==== READING PASSAGE

Q Okay. Or this May of ’98 —
A Yes.
Q — is the last time that you have worked? And you have been living on the proceeds of the sale of the house since that time?
A That’s correct.
Q I see. And you haven’t been looking in the paper or a job?
A Not currently.
Q Since May have you looked in the paper for a job?
A Not paper.
Q Have you looked anywhere for a job?
A Yes.
Q Where?
A Internet.
Clearly, this does not meet the standard set by Kemp of “convincingly demonstrating that she could not secure employment in New York.” Kemp. 675 N.Y.S.2d at 252.
Having reduced her income to zero Ms. Phillipson was in a position to justify the move regardless of Mr. Murtari’s support amount. However, when asked about what her response would be if the Judge allowed Domenic to remain in New York during her degree program she responded that she would not move (R-466). Her demonstrated attitude and actions are not consistent with a person facing a true financial crisis (R-683)
Q.Miss Phillipson, have you looked into how much you will earn in California as a teaching assistant?
A No.
Q Do you have any idea how much your income will be as a teaching assistant working at the University of California at San Diego?
A No.
Q You have no idea?
A No.
Lack of Support from Mr. Murtari
There was no question Mr. Murtari had not been paying the ordered amount of $120.00/week (based on imputed income). He had been making payment of $60/week based on his actual income.

========

GIVEN REQUEST A – Rewrite the records from the first line through the line containing "column 936, row 538", substituting "leafy canopy" for every "tree foliage" and leaving everything else as it is.

==== ENTRIES PROVIDED

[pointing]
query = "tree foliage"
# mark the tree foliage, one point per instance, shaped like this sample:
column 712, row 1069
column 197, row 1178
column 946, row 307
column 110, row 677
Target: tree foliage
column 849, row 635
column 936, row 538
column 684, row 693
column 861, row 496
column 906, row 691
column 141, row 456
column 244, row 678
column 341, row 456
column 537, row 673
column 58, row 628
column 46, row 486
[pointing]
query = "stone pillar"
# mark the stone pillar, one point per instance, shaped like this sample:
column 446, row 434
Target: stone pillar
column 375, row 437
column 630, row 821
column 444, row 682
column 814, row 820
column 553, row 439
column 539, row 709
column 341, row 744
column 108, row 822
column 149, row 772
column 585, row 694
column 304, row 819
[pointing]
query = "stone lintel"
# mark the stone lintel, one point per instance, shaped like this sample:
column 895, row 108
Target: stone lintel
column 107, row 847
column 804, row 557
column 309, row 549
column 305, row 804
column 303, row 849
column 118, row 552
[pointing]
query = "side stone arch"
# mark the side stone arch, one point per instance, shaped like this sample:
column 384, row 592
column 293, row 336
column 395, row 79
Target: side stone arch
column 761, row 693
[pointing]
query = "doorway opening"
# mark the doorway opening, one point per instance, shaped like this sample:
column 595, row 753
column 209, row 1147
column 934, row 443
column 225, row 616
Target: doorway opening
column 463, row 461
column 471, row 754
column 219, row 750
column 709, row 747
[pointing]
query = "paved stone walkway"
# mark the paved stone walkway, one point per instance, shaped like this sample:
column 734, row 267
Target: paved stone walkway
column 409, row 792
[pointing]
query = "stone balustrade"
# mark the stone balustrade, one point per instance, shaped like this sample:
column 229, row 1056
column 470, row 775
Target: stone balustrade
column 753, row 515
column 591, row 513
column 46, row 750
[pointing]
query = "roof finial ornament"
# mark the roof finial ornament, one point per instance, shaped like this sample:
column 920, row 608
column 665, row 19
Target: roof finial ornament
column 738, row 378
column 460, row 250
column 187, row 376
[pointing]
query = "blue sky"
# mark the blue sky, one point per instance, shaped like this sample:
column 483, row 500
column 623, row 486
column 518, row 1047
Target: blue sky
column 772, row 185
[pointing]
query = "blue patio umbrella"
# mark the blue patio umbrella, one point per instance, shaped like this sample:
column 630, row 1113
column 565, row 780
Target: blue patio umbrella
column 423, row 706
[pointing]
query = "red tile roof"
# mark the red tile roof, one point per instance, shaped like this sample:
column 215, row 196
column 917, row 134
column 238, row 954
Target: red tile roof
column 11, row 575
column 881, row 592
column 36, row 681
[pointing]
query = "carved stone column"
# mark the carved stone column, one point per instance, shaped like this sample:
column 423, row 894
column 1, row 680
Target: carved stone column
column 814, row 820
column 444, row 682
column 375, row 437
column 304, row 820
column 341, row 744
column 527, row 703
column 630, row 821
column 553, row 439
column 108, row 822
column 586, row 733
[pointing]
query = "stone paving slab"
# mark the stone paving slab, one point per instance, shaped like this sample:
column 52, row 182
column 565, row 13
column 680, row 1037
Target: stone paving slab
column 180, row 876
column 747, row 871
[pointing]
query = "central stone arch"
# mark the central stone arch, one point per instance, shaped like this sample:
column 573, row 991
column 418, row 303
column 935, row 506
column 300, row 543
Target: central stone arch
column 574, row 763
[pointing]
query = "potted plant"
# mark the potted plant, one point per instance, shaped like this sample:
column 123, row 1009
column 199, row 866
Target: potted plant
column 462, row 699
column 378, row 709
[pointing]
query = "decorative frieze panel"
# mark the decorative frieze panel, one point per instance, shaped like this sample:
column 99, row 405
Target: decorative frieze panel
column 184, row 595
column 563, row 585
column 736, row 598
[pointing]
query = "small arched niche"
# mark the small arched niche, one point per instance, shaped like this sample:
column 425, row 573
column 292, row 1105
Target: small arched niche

========

GIVEN REQUEST B – Reproduce word for word the part of the relocation brief that starts with "A That’s correct." and ends with "A Internet.".

WRITTEN REPLY A –
[pointing]
query = "leafy canopy"
# mark the leafy canopy, one point per instance, shaped like this sample:
column 712, row 1069
column 197, row 1178
column 946, row 307
column 110, row 677
Target: leafy canopy
column 849, row 635
column 936, row 538

WRITTEN REPLY B –
A That’s correct.
Q I see. And you haven’t been looking in the paper or a job?
A Not currently.
Q Since May have you looked in the paper for a job?
A Not paper.
Q Have you looked anywhere for a job?
A Yes.
Q Where?
A Internet.